MATERIAL PROVIDED START

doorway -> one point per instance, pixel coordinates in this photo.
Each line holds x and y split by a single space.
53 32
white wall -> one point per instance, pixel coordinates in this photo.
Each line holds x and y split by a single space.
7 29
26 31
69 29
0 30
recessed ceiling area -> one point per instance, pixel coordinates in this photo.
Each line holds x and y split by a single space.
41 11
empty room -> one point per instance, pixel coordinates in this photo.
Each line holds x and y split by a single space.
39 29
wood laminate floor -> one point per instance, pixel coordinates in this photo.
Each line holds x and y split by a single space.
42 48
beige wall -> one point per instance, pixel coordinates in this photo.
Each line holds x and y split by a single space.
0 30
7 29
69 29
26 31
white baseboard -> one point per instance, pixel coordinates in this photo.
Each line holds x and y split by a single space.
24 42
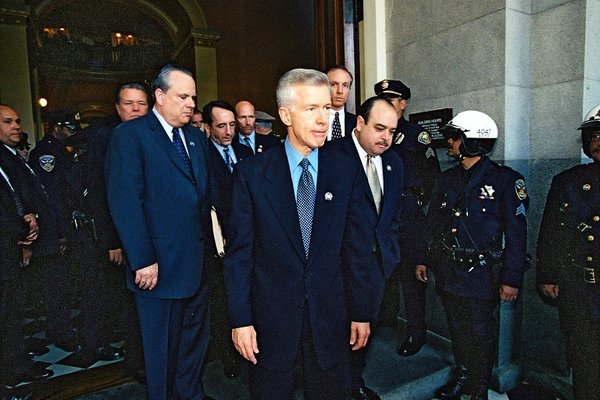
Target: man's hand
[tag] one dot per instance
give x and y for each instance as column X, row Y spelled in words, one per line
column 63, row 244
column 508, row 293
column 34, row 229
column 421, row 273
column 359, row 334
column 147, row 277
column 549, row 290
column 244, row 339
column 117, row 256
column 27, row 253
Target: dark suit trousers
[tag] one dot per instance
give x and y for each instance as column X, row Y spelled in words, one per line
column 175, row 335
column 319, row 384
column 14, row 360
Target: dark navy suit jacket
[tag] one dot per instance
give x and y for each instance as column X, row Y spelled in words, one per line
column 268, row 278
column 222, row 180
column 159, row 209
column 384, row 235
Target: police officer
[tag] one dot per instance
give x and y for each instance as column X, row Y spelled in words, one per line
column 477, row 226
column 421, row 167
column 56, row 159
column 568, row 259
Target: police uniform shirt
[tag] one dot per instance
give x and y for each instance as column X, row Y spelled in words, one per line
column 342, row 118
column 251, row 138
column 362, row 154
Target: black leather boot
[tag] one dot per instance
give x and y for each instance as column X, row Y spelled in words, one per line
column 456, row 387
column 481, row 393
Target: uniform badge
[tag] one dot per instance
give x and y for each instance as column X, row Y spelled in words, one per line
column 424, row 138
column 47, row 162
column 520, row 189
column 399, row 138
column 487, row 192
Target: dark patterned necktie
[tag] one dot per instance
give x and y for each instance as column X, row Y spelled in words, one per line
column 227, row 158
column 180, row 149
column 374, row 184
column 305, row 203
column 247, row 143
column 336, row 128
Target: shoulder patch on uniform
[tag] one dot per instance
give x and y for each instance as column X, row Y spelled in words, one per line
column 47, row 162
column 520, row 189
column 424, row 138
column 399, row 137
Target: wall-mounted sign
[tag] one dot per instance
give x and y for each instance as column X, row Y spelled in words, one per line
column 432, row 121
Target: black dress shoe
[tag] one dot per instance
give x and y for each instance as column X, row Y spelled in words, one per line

MATERIAL PROVIDED END
MATERIAL PROVIDED START

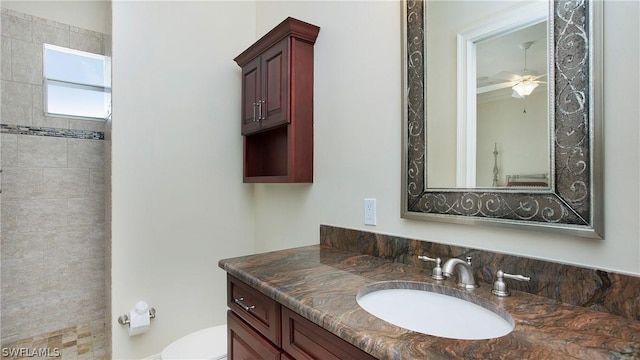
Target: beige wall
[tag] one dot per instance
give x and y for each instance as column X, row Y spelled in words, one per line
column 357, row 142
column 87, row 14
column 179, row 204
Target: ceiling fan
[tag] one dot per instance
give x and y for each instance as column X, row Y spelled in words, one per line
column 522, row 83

MATERIAL PROVIDED END

Print, without alteration, only the lines above between the one holding "doorway -> one" and the one holding "recessed ceiling area", inclusive.

## ANSWER BELOW
doorway -> one point per instance, pixel coordinates in this photo.
Each line holds x and y split by a single space.
53 32
white wall -> one point per instance, pixel coordinates in this photo.
Each line holds x and y split by a single space.
7 29
26 31
69 29
0 30
recessed ceiling area -> one point per instance, pixel coordinates in this photo.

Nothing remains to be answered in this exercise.